* **Data provided**:
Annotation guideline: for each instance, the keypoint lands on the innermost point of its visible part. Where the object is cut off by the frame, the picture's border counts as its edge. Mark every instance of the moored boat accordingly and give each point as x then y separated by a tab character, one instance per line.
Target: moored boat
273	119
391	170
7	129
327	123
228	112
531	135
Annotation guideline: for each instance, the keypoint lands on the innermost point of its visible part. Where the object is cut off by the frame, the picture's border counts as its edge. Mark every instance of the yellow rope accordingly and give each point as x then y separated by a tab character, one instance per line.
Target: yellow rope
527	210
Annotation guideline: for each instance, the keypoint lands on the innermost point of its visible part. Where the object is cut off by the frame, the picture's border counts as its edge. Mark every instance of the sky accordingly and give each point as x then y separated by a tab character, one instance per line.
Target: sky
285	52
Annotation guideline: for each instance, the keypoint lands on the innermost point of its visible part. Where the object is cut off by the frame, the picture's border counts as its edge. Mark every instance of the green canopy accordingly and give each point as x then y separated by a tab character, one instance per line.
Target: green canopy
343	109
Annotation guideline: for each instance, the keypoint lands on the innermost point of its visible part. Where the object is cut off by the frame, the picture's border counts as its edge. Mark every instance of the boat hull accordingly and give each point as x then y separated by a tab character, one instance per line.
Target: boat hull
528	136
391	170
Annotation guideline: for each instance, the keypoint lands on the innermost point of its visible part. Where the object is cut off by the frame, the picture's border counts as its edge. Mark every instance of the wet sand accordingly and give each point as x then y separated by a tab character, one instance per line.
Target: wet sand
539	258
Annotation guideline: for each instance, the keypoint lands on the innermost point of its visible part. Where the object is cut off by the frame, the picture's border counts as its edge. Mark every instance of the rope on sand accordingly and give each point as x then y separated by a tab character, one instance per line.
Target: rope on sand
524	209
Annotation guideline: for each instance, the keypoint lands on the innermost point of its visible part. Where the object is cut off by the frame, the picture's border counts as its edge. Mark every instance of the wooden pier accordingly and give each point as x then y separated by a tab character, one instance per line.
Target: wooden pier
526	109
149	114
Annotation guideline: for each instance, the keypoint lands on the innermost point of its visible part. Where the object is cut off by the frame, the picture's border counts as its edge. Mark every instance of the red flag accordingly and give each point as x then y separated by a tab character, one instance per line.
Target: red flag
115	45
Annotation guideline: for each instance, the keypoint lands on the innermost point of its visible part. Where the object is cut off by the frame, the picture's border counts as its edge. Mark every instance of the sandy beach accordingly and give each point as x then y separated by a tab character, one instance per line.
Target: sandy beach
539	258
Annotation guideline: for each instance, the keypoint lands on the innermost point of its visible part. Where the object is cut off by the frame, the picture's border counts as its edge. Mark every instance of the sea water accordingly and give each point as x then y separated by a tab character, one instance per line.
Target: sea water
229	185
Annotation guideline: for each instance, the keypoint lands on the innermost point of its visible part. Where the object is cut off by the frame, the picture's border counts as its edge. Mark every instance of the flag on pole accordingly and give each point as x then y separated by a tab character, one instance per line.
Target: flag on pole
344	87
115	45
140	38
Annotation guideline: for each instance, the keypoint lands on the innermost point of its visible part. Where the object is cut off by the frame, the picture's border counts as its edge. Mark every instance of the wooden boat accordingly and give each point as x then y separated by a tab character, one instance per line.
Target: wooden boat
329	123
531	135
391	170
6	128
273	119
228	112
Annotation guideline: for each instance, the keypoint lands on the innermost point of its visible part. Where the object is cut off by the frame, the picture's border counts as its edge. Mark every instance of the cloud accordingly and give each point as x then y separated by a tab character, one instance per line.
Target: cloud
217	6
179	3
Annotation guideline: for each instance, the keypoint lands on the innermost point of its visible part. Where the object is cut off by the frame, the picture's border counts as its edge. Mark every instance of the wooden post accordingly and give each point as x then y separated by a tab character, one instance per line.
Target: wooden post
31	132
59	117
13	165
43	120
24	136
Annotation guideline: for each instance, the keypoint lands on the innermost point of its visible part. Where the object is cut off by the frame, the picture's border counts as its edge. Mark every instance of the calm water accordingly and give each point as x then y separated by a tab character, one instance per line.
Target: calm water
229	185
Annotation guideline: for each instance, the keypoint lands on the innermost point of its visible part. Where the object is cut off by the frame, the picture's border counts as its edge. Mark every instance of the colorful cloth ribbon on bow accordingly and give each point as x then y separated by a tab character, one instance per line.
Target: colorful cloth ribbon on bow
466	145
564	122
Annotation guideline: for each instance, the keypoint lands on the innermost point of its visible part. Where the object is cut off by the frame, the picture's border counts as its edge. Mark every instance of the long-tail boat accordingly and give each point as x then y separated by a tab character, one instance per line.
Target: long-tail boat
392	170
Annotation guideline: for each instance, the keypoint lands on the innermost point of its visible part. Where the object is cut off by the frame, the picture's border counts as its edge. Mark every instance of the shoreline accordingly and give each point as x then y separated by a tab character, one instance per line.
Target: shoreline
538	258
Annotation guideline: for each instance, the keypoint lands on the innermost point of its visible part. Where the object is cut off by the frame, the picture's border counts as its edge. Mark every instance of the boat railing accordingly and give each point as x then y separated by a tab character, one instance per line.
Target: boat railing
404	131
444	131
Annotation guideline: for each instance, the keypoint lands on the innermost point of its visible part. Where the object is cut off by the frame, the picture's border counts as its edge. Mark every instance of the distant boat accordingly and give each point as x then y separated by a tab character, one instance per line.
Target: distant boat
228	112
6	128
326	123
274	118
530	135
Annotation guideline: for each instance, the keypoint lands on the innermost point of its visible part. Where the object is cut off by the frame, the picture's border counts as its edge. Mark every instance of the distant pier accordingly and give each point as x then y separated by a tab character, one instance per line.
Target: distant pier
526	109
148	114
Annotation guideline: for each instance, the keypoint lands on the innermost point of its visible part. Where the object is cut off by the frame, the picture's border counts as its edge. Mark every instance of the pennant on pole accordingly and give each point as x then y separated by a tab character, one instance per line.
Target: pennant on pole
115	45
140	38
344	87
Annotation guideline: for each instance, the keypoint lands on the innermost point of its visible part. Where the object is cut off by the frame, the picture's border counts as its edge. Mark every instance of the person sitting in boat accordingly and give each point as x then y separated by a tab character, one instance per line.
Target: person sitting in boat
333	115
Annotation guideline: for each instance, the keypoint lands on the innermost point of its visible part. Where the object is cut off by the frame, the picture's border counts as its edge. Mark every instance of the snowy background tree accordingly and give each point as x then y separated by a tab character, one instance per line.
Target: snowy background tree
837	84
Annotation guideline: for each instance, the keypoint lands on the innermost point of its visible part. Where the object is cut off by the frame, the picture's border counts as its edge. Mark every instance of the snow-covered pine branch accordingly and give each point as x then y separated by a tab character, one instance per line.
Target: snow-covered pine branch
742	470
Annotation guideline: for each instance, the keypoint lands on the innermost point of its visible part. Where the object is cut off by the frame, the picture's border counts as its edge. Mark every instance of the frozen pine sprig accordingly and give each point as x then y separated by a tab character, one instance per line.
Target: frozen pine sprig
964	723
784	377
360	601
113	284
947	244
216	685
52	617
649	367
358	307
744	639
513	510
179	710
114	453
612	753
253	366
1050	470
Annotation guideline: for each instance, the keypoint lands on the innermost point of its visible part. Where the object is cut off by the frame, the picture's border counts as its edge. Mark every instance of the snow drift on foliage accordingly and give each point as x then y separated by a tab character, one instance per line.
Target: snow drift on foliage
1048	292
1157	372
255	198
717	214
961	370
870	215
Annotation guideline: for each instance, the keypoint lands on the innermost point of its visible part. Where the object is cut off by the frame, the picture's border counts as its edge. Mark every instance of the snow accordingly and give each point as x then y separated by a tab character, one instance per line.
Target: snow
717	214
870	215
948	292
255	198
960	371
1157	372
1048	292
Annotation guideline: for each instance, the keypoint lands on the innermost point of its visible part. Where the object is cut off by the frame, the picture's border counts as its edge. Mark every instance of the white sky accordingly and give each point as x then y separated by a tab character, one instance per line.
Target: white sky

* **Task directions**:
List the lines of the entries that include "white".

* **Exercise output**:
Annotation guideline: for each instance, the keypoint lands on the innermost point of its visible part. Where the object is cut off by the frame, the picture's border counts as its edge. Mark every instance of the white sky accordingly and give each point as x then y separated by a tab character, one instance per line.
Target: white sky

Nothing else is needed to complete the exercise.